= Beginning of Section =
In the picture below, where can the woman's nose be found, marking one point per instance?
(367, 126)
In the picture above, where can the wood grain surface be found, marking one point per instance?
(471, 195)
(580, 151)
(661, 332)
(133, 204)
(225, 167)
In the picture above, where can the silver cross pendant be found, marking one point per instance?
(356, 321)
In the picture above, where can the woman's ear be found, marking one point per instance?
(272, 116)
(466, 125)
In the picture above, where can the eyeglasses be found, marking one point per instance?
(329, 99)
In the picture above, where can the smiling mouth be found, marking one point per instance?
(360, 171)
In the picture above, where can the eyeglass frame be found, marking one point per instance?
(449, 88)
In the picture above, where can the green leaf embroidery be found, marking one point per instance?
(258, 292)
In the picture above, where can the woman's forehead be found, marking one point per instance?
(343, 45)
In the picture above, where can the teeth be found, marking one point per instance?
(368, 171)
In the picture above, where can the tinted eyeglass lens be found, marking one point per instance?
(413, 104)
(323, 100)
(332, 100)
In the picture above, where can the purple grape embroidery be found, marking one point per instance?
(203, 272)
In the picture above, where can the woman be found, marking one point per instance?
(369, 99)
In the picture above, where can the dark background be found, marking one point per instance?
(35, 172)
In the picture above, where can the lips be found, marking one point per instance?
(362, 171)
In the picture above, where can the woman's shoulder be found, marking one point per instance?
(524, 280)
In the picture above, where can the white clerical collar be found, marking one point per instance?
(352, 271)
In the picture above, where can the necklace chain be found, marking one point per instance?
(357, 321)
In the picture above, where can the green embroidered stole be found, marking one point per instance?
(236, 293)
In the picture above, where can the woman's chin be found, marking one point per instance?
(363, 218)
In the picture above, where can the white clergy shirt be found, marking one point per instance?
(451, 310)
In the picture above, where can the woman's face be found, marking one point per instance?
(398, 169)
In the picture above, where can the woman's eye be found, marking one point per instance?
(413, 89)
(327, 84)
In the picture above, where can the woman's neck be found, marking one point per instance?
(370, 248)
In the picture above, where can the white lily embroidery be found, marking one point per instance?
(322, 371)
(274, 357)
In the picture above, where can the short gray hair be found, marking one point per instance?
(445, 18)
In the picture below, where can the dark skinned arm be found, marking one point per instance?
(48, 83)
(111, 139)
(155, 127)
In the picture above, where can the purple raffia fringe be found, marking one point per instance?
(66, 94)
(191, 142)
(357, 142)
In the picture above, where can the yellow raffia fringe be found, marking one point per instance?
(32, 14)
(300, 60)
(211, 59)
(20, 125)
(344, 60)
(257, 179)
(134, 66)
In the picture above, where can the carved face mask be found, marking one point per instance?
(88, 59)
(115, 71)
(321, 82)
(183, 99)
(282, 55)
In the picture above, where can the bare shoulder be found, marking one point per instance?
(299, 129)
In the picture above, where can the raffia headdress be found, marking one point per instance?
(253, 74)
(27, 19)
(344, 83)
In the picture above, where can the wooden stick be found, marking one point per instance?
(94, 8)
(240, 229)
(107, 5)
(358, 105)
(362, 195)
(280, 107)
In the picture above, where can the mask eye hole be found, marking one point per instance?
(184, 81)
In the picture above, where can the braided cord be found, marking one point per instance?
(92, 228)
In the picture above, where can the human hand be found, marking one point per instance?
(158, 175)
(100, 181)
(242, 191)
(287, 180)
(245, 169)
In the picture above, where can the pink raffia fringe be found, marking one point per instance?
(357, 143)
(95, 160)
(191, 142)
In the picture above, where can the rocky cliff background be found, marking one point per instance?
= End of Section =
_WORK ORDER:_ Please transcribe the records in full, keeping every word as it is.

_ANSWER SPACE:_
In the picture below, where can the woman's nose be found, marking one point per instance?
(367, 126)
In the picture above, where can the wood grain surface be found, marking one point per instance?
(471, 195)
(580, 151)
(661, 332)
(133, 204)
(225, 167)
In the picture above, where can the silver cross pendant be found, marking one point per instance?
(356, 321)
In the picture above, where can the woman's ear be found, marking one point per instance?
(272, 116)
(466, 125)
In the picture above, where can the eyeglasses be found, marking one point per instance?
(329, 99)
In the picture above, where can the smiling mouth be found, marking one point per instance?
(360, 171)
In the picture above, where can the eyeglass frame be found, marking one point per instance?
(449, 88)
In the picture above, where can the green leaf embroidery be found, marking one point per instance?
(258, 292)
In the picture above, where can the woman's forehead be found, marking one point per instance?
(343, 45)
In the picture above, where can the teeth be found, marking one point per instance?
(368, 171)
In the picture above, where can the tinted eyeglass lens be found, marking one point per instance?
(413, 104)
(323, 100)
(332, 100)
In the picture above, where can the purple grape embroidery be found, marking one point per instance?
(203, 272)
In the picture above, where can the woman be found, marking one point per instance?
(369, 99)
In the picture above, where can the dark background be found, marking one point per instance?
(35, 172)
In the picture above, where can the lips be found, marking one point per instance?
(362, 171)
In the picture above, where can the woman's shoulder be found, marking one point per instance?
(524, 280)
In the picture above, where can the white clerical collar be found, marking one point per instance?
(352, 271)
In the picture above, where can the necklace chain be found, marking one point per instance?
(357, 321)
In the picture above, where can the green embroidered stole be found, marking one point per instance?
(236, 293)
In the picture above, where can the woman's chin be found, marking one point per instance?
(363, 218)
In the picture above, where can the white clergy shirt be found, marking one point per instance?
(451, 310)
In the picture above, where can the woman's face be found, marking one point per instance?
(398, 169)
In the picture above, where can the woman's eye be found, marking one point per instance?
(413, 89)
(327, 84)
In the picture above, where can the woman's neck be found, marking one point per instance?
(370, 248)
In the picture above, where can the white lily embroidery be found, marking one point per instance?
(322, 371)
(274, 357)
In the picture above, where can the short gray hair be found, marking one point per instance?
(445, 18)
In the picture below, where can the dark skinned arm be found, marking one point per instance?
(48, 83)
(111, 139)
(155, 127)
In the picture above, where can the purple raffia fringe be found, marking one point per instance?
(66, 94)
(191, 142)
(357, 142)
In the picture above, where can the yellow raffia fringe be found, marking one point per instance?
(32, 14)
(300, 60)
(211, 59)
(20, 125)
(344, 60)
(257, 179)
(134, 66)
In the picture above, where can the carved face mask be found, marking one point per instance?
(88, 59)
(115, 71)
(321, 82)
(183, 99)
(282, 55)
In the picture above, where can the bare shoulder be found, marking one point per instance?
(299, 129)
In the picture above, where can the raffia headdress be found, marking one point per instance?
(253, 74)
(27, 19)
(344, 83)
In the picture above, where can the wooden stick be found, marking one point per instance?
(94, 8)
(240, 229)
(107, 5)
(358, 105)
(362, 195)
(280, 107)
In the picture above, where can the mask eye hole be found, marking one point per instance?
(184, 81)
In the picture above, where can the braided cord be found, marking one point per instance?
(92, 228)
In the picture above, where can the human hand be found, marking one point per instance?
(158, 175)
(100, 181)
(242, 191)
(287, 180)
(245, 169)
In the picture above, where can the pink raffia fringe be found, marking one point per instance?
(357, 143)
(95, 160)
(191, 142)
In the picture above, where can the rocky cliff background be found, marking one point per instance?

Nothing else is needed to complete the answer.